## [TASK TO CARRY OUT]
Could you copy the records below line for line, without changing anything, and leave the pictures out of your copy?

─── TASK DATA

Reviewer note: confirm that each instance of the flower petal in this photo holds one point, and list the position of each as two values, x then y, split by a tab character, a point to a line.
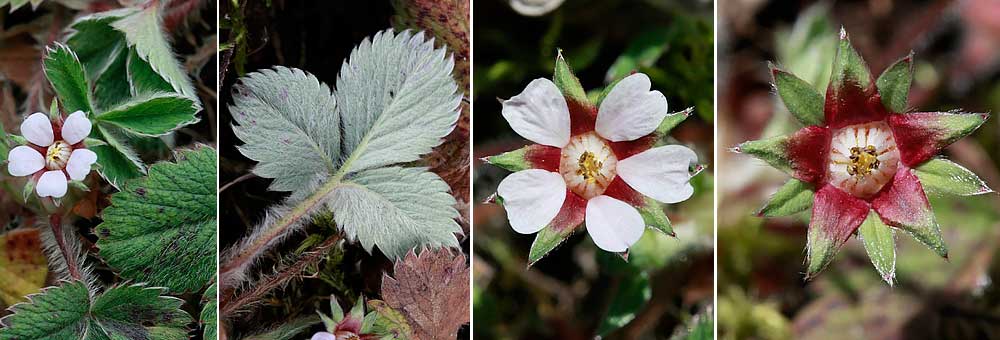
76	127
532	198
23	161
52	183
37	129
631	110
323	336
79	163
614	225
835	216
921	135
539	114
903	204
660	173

──────

## [IN RESPONSE]
Reviewer note: confirm that each instance of the flower petal in this photo holds one point, and list the position of each as two values, x then y, split by a tab character, a point to a line.
76	127
532	198
23	161
52	183
37	129
631	110
323	336
79	163
614	225
835	216
921	135
539	114
903	204
660	173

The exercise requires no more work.